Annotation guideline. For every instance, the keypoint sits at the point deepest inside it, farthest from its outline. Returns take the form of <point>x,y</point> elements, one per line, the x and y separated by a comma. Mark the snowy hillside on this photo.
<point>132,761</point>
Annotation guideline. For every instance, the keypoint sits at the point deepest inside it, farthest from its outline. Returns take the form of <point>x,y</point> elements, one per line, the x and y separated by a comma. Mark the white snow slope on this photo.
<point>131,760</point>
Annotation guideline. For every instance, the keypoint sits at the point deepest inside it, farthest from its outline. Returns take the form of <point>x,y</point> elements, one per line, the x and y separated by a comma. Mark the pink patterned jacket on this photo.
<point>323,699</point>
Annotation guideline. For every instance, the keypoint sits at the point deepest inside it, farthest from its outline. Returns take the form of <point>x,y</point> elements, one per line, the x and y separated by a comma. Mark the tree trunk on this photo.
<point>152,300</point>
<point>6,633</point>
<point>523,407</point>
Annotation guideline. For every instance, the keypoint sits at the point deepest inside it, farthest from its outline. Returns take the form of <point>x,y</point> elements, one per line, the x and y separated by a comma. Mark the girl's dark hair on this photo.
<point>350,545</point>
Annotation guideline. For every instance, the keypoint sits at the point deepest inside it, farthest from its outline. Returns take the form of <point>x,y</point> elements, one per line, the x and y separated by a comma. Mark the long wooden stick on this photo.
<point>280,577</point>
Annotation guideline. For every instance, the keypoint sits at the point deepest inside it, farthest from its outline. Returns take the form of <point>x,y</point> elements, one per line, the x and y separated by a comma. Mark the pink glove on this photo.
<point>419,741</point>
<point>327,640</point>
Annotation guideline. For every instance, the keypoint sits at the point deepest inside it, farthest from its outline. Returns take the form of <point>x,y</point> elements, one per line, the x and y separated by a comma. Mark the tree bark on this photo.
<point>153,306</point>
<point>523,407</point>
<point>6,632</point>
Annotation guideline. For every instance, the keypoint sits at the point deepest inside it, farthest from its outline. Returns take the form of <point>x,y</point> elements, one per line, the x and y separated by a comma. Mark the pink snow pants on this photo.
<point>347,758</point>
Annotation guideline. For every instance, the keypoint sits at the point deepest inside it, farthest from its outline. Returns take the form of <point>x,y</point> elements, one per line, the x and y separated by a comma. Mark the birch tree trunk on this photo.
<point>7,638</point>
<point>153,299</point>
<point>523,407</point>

## WHAT NEEDS TO BE DONE
Reproduce verbatim the lines above, from the very first one through the line containing "<point>350,545</point>", with both ends included.

## EXERCISE SOLUTION
Annotation guideline. For every instance, the keypoint sits at the point deepest inside it, farthest from its outline. Returns take the form of <point>x,y</point> elements, one per line, the x and y separated by a comma. Mark the snowy hillside on this photo.
<point>132,761</point>
Annotation guideline. For every instance, the keypoint sits at the point deepest inside it, farthest from its outline. Returns take the form of <point>x,y</point> elements, one per line, the x and y separated by a comma. Mark the white snow slope on this photo.
<point>131,760</point>
Annotation guideline. For every instance, the keypoint sits at the point deepest inside it, farthest from its outline. Returns take the form of <point>x,y</point> elements, one per line, the x and y separated by a comma. Mark the pink patterned jacket on this photo.
<point>323,699</point>
Annotation guideline. For every instance, the keypoint sits at the point deepest inside it, farthest from its outline. Returns take the form of <point>x,y</point> elements, one per line, the x and y separated by a comma. Mark the tree trunk on this photo.
<point>152,300</point>
<point>6,633</point>
<point>523,407</point>
Annotation guideline. For every instance, the keypoint sits at the point deepest inside it, farthest from its outline. Returns take the form of <point>x,y</point> elements, one per line, the x and y separated by a comma. Mark the girl's dark hair on this photo.
<point>350,545</point>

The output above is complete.